◆ **What is being asked**
Of all the entries below, retype only the lines from the one with "Where can the gray t-shirt" through the one with "Target: open notebook", exactly as they appear.

____ Task data

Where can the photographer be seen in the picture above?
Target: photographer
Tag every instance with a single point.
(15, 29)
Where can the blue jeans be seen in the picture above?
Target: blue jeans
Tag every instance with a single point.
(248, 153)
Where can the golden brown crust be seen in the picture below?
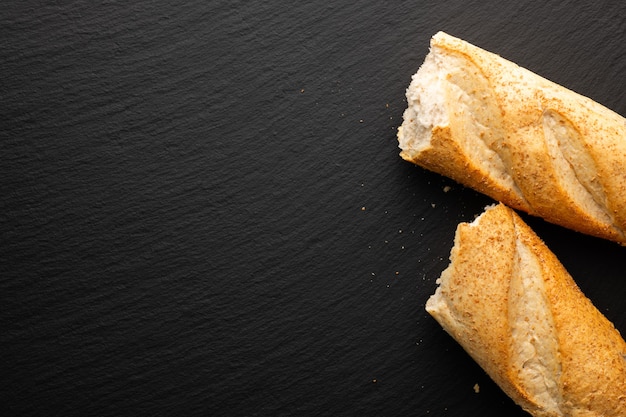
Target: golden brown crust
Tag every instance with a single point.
(566, 154)
(577, 354)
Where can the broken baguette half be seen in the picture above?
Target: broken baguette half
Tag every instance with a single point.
(514, 308)
(523, 140)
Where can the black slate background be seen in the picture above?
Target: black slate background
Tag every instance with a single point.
(203, 211)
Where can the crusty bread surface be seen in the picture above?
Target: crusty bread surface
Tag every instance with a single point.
(523, 140)
(514, 308)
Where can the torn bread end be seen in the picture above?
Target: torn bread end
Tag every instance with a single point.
(517, 312)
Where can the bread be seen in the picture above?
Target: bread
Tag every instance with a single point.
(514, 308)
(518, 138)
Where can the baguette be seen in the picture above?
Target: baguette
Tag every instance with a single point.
(520, 139)
(518, 313)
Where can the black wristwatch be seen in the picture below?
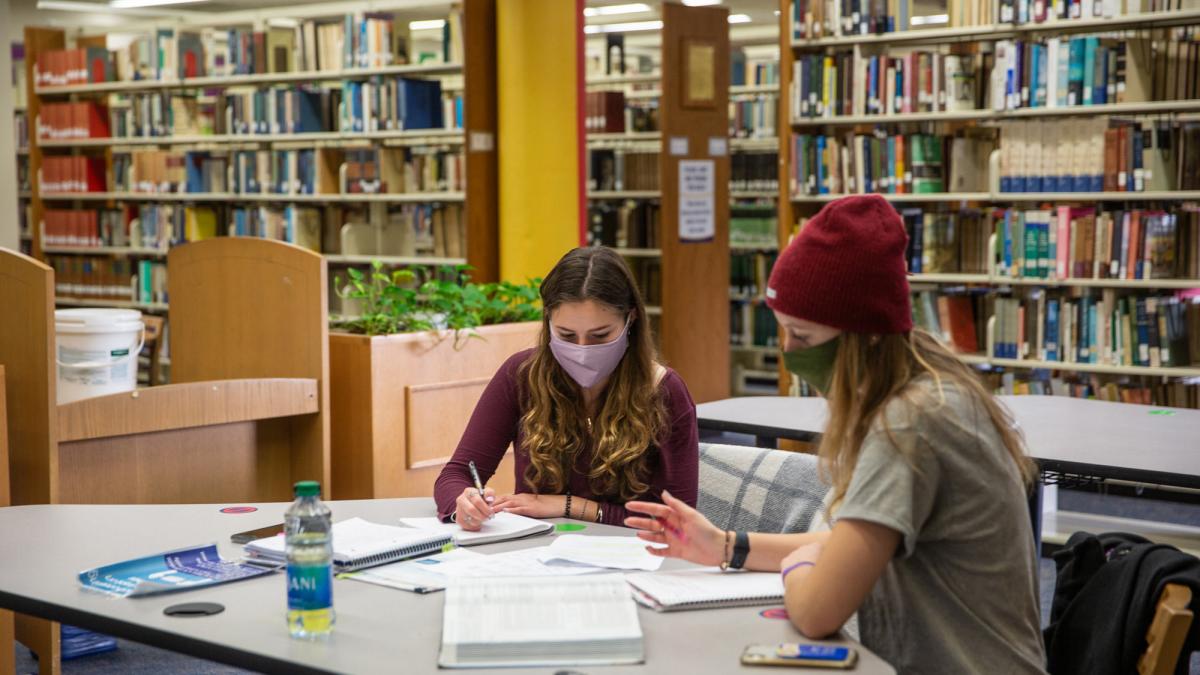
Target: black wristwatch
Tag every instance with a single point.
(741, 550)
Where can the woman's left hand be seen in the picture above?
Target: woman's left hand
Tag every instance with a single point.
(532, 506)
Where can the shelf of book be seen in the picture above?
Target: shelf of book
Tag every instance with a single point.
(625, 195)
(640, 252)
(353, 260)
(1157, 108)
(1095, 368)
(124, 251)
(415, 70)
(235, 197)
(315, 139)
(1002, 31)
(121, 304)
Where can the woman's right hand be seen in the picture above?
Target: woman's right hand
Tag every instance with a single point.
(687, 533)
(471, 509)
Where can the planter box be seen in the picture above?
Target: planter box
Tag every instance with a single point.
(399, 405)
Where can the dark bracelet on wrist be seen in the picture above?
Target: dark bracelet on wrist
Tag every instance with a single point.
(741, 550)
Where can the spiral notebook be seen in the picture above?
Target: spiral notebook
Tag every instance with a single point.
(705, 589)
(358, 544)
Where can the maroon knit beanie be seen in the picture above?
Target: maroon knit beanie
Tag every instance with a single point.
(846, 269)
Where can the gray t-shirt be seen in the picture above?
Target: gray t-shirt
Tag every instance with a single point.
(960, 596)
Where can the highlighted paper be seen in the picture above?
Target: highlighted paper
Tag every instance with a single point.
(163, 573)
(613, 553)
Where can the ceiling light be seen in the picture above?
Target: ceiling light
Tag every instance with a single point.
(430, 24)
(613, 10)
(133, 4)
(623, 28)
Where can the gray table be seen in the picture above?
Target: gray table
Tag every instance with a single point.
(1068, 437)
(378, 629)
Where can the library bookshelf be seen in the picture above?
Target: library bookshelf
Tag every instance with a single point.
(1143, 40)
(370, 145)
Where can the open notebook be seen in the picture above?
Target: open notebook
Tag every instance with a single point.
(705, 589)
(502, 527)
(540, 622)
(359, 543)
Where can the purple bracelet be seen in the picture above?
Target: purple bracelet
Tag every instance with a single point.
(783, 575)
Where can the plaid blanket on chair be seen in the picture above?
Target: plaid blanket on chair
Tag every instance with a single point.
(759, 490)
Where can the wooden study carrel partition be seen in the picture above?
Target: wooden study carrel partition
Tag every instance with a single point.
(246, 417)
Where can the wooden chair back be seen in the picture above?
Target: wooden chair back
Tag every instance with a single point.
(27, 351)
(246, 308)
(1168, 631)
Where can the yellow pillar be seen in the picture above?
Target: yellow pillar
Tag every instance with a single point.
(539, 81)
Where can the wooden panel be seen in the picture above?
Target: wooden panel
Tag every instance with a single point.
(785, 219)
(370, 414)
(245, 461)
(27, 351)
(7, 653)
(695, 275)
(480, 113)
(439, 413)
(181, 406)
(253, 308)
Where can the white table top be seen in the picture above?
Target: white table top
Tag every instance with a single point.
(378, 629)
(1149, 444)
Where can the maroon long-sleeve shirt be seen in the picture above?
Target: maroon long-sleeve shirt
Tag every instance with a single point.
(496, 423)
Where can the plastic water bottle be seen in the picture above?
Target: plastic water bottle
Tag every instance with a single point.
(310, 545)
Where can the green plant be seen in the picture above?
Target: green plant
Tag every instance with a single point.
(420, 298)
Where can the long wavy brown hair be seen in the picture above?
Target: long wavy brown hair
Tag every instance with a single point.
(631, 413)
(871, 370)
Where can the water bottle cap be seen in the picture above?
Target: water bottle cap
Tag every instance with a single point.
(307, 489)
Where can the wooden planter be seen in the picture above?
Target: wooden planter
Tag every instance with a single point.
(400, 404)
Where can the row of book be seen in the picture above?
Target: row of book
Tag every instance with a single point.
(749, 273)
(1086, 243)
(1091, 71)
(754, 171)
(1095, 155)
(753, 324)
(947, 242)
(955, 318)
(754, 117)
(747, 70)
(835, 18)
(359, 40)
(629, 225)
(889, 162)
(1173, 393)
(754, 225)
(109, 279)
(1104, 328)
(853, 83)
(622, 169)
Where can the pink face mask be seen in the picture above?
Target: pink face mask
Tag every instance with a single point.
(588, 364)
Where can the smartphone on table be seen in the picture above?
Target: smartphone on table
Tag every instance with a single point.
(799, 655)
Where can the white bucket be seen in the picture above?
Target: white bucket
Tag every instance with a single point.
(97, 352)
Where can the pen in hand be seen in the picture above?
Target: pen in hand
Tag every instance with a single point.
(479, 484)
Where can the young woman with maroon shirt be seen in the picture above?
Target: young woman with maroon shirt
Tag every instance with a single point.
(594, 419)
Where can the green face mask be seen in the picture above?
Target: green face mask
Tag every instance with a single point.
(814, 364)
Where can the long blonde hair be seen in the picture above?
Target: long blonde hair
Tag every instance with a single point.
(871, 370)
(631, 412)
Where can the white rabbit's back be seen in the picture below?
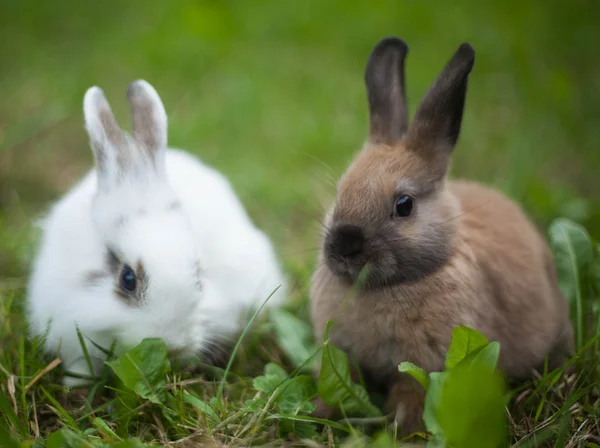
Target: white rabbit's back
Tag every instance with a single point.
(235, 250)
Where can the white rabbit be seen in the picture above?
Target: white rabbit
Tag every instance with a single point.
(151, 243)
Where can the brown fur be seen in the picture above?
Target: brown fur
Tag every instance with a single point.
(487, 267)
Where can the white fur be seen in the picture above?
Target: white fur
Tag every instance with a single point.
(175, 220)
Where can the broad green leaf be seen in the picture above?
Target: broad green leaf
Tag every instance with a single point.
(335, 385)
(10, 414)
(202, 407)
(143, 368)
(432, 399)
(573, 254)
(103, 427)
(74, 440)
(470, 409)
(131, 443)
(295, 338)
(296, 395)
(416, 372)
(486, 355)
(273, 377)
(465, 340)
(292, 395)
(302, 430)
(55, 440)
(6, 439)
(383, 440)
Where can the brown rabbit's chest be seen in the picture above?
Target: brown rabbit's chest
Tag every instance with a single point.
(381, 331)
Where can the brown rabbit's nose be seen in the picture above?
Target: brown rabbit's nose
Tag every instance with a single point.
(347, 241)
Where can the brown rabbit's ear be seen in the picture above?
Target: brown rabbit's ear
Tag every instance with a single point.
(384, 79)
(438, 119)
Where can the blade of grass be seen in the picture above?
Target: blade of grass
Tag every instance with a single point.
(237, 346)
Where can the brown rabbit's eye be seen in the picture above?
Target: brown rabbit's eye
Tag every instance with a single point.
(128, 279)
(403, 206)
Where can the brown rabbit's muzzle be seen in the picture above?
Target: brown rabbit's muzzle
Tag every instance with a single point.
(384, 256)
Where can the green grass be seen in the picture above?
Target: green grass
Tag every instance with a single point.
(271, 94)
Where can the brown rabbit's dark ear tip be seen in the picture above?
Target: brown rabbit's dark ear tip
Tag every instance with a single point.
(465, 55)
(391, 42)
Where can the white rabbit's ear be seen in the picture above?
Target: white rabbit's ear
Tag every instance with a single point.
(105, 134)
(148, 116)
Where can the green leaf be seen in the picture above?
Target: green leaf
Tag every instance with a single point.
(7, 440)
(273, 377)
(470, 410)
(465, 340)
(573, 254)
(143, 368)
(103, 428)
(573, 251)
(302, 430)
(296, 395)
(10, 413)
(335, 385)
(292, 395)
(295, 338)
(416, 372)
(55, 440)
(73, 440)
(432, 399)
(202, 407)
(487, 355)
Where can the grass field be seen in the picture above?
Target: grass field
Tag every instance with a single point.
(271, 94)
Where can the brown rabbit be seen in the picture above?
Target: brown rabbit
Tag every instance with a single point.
(433, 254)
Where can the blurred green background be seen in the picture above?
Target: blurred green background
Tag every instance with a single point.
(271, 93)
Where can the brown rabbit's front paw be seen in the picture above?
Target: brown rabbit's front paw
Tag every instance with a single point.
(322, 410)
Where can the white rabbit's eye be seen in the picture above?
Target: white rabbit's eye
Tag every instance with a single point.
(403, 206)
(128, 279)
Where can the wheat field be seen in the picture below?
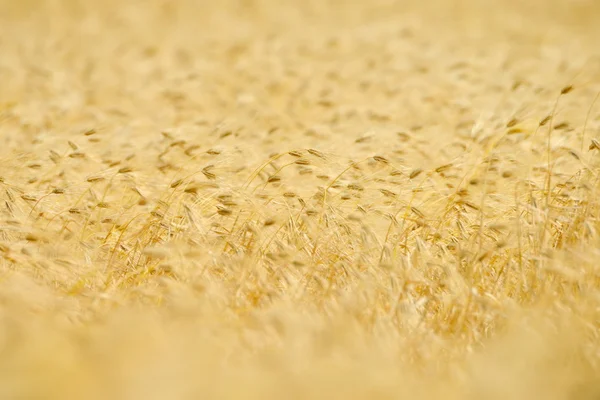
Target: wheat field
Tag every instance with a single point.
(262, 199)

________

◆ **Solution to this task**
Where can the gray t-shirt be seen in the picture above?
Target: gray t-shirt
Tag every instance with a single point.
(960, 596)
Where can the highlighted paper be seen in the picture above?
Target: highlighted paper
Tag every instance with a single point.
(163, 573)
(613, 553)
Where can the ceiling light be seen in the picture above?
Target: ceiling light
Tag every instance with a single point.
(430, 24)
(613, 10)
(133, 4)
(623, 28)
Where can the gray table be seen in the picture above?
Target: gray table
Tag every instance with a single point.
(1068, 437)
(378, 629)
Where can the library bookshelf be seen in the picture above?
Target: library bookshelf
Tag every instance with a single point.
(1143, 40)
(370, 145)
Where can the open notebook be seen in the picture above?
Target: open notebook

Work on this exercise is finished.